▶ **Task description**
In the account of the popping knee below, how many times did the knee pop during that first lunchtime walk?

▶ **Passage to read**

· · · · · · ·

On July 26, a particularly warm Summer day, I set out for my usual lunchtime walk. I was enjoying the fresh air, sunshine and exercise when pop, stumble: my knee let out an audible, ratcheting pop that unsteadied my step. It wasn’t painful, per say – more simply startling and uncomfortable. A bit later and pop, stumble, it happened again. Three times during that walk, my knee popped. I tried to recall if I’d injured it during the previous day’s workout; after all, we’d done lunges and squats. Maybe that was it. For the next few lunch breaks I’d kept attempting to walk but the popping became more frequent. For the coming weeks, I’d stopped walking but kept working out despite the discomfort. While each pop wasn’t painful, the frequent cracks and clicks would leave my knee tender by evening and a throbbing in the knee occasionally woke me in the middle of the night. I tried to treat it at home with rest, ice and elevation but it wasn’t seeming to improve. Worst of all, it was affecting my workouts. It is bad enough that my depression has sucked all the ambition from my weight loss attempts (my heart wasn’t in it but I was still doing the workouts and the meal plans), but now an injury was taking workouts off the table. Finally, last week I let myself get talked into going to the doctor.

· · · · · · ·

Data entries
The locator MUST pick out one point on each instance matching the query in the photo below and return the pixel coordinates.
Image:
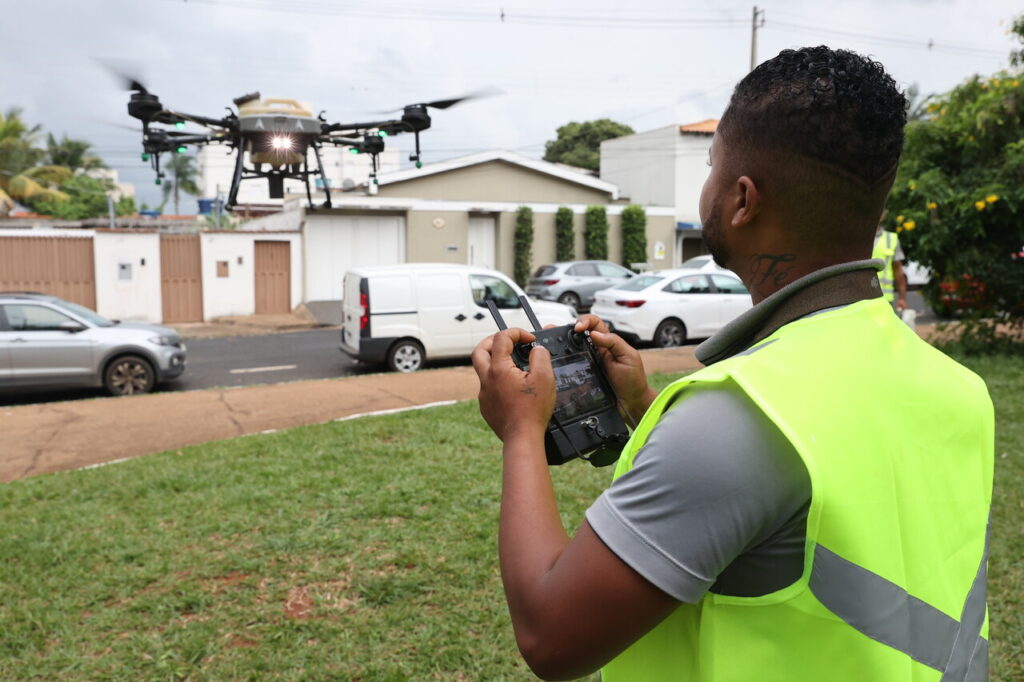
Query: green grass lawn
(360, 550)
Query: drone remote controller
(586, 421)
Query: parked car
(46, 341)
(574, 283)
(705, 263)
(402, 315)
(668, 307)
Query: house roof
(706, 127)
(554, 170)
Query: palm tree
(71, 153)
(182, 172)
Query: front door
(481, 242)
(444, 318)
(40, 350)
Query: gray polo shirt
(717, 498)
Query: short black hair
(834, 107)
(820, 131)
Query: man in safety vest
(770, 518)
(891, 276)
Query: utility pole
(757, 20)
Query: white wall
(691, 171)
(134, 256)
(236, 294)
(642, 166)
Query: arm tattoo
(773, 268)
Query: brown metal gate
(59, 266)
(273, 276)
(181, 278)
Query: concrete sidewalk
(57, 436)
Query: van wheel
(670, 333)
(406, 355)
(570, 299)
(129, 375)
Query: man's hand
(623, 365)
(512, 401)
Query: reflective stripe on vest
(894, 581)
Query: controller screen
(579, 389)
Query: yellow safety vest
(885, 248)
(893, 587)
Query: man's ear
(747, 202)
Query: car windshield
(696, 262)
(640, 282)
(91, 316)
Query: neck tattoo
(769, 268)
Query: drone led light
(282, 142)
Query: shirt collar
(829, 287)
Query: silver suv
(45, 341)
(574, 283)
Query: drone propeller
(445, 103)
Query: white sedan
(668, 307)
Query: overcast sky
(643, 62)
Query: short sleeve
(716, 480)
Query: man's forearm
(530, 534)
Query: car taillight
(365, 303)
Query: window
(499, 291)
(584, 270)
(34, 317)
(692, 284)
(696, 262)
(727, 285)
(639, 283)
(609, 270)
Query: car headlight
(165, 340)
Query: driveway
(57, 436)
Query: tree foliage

· · · · · · ·

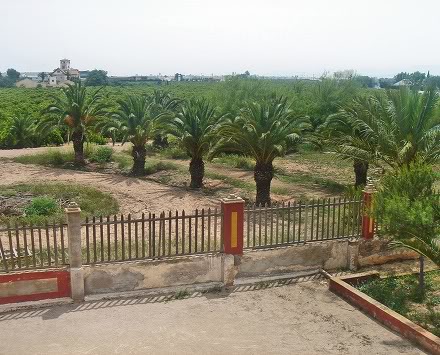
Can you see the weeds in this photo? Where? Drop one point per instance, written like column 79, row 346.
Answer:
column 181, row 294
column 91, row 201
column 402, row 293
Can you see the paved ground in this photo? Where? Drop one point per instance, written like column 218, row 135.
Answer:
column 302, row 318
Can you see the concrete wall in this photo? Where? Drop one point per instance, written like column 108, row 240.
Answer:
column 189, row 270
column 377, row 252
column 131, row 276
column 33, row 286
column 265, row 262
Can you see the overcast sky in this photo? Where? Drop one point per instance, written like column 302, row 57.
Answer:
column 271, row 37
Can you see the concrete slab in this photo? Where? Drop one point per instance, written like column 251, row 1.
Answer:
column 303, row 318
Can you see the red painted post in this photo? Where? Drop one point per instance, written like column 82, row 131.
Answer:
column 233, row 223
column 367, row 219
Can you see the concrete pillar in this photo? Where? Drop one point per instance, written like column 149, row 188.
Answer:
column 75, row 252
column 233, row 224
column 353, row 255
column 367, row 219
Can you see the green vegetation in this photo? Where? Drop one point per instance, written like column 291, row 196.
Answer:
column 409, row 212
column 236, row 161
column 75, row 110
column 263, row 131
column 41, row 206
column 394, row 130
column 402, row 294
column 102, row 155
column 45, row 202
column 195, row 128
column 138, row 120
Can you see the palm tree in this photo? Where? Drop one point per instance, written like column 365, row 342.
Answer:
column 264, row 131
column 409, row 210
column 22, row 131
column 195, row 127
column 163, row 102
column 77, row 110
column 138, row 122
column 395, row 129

· · · · · · ·

▶ **Exercise result**
Three times.